| YOUR GOAL |
Pull out every line in the records below that contains the word "door".

| RECORDS FOR THE EXERCISE |
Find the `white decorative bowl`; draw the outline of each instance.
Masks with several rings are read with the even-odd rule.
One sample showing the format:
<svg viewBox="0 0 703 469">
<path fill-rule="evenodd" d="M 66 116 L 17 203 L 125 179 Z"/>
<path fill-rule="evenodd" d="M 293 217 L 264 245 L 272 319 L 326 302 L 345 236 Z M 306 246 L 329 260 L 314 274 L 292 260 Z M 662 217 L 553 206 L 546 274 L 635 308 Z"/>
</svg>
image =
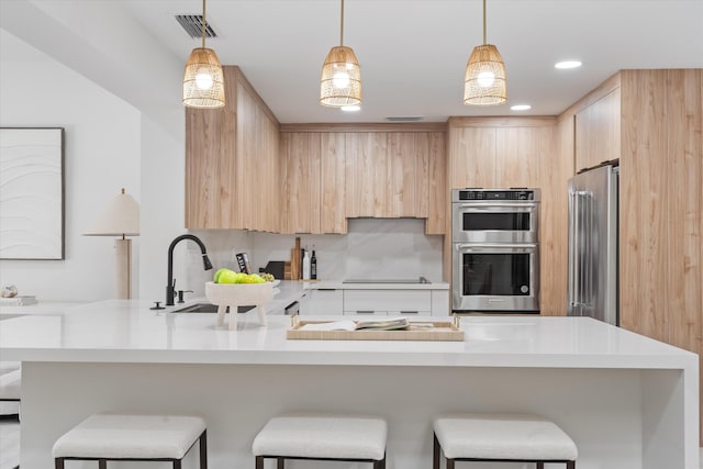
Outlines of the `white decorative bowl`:
<svg viewBox="0 0 703 469">
<path fill-rule="evenodd" d="M 265 305 L 274 298 L 274 283 L 215 283 L 205 282 L 205 298 L 217 305 L 217 325 L 224 324 L 224 315 L 230 306 L 230 328 L 237 327 L 237 306 L 256 305 L 259 323 L 266 325 Z"/>
</svg>

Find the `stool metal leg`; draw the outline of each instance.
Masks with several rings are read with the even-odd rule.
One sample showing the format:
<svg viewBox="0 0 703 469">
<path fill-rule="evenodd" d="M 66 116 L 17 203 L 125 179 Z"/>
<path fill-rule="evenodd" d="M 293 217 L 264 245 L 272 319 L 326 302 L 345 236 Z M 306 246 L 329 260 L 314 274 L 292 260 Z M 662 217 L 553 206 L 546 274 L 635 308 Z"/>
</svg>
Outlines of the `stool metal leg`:
<svg viewBox="0 0 703 469">
<path fill-rule="evenodd" d="M 208 469 L 208 431 L 204 429 L 200 435 L 200 469 Z"/>
<path fill-rule="evenodd" d="M 432 469 L 439 469 L 439 440 L 437 439 L 437 434 L 432 433 L 434 437 L 434 445 L 432 448 Z"/>
<path fill-rule="evenodd" d="M 386 453 L 383 453 L 383 459 L 373 461 L 373 469 L 386 469 Z"/>
</svg>

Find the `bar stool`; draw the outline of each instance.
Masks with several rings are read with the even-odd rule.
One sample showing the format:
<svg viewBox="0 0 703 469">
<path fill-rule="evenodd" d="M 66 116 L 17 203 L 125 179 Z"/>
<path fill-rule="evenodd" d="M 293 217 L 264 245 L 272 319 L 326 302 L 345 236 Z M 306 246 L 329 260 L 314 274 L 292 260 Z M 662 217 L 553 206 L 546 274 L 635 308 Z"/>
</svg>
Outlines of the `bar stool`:
<svg viewBox="0 0 703 469">
<path fill-rule="evenodd" d="M 433 468 L 439 469 L 440 453 L 447 469 L 455 461 L 562 462 L 576 469 L 573 440 L 555 423 L 536 415 L 457 413 L 434 421 Z"/>
<path fill-rule="evenodd" d="M 275 458 L 284 469 L 286 459 L 372 462 L 386 468 L 383 418 L 367 415 L 289 413 L 269 420 L 256 435 L 252 451 L 256 469 Z"/>
<path fill-rule="evenodd" d="M 200 469 L 208 468 L 205 422 L 196 416 L 93 414 L 69 429 L 54 444 L 56 469 L 66 460 L 171 461 L 181 469 L 181 460 L 200 442 Z"/>
</svg>

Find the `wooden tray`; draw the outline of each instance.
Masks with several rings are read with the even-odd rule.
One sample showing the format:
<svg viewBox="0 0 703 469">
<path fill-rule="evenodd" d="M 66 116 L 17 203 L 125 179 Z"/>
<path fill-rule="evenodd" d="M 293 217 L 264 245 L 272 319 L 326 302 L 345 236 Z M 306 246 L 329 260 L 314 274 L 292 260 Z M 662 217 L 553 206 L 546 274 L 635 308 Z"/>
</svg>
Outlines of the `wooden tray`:
<svg viewBox="0 0 703 469">
<path fill-rule="evenodd" d="M 450 340 L 464 342 L 464 331 L 459 327 L 459 316 L 450 321 L 411 321 L 410 328 L 399 331 L 300 331 L 305 324 L 332 321 L 304 321 L 291 316 L 291 326 L 286 338 L 304 340 Z M 413 328 L 413 322 L 432 324 L 432 328 Z"/>
</svg>

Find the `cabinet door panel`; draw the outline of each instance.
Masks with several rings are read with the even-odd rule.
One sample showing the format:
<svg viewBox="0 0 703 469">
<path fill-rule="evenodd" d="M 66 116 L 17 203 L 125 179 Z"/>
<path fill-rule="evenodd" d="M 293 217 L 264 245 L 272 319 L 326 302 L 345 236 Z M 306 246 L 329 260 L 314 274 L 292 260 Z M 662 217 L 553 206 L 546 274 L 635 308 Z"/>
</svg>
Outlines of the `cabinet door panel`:
<svg viewBox="0 0 703 469">
<path fill-rule="evenodd" d="M 576 114 L 576 169 L 620 158 L 621 91 L 611 91 Z"/>
<path fill-rule="evenodd" d="M 286 134 L 289 233 L 320 233 L 320 134 Z"/>
<path fill-rule="evenodd" d="M 493 127 L 449 129 L 449 185 L 453 189 L 495 187 Z"/>
<path fill-rule="evenodd" d="M 346 233 L 346 188 L 344 133 L 322 134 L 320 158 L 320 233 Z"/>
<path fill-rule="evenodd" d="M 427 234 L 447 234 L 449 220 L 449 190 L 447 188 L 447 155 L 445 134 L 433 132 L 429 138 L 427 161 Z"/>
</svg>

| SOLVED PROBLEM |
Find the `cabinet door panel`; draw the outline of each instance.
Outlines of the `cabinet door panel`:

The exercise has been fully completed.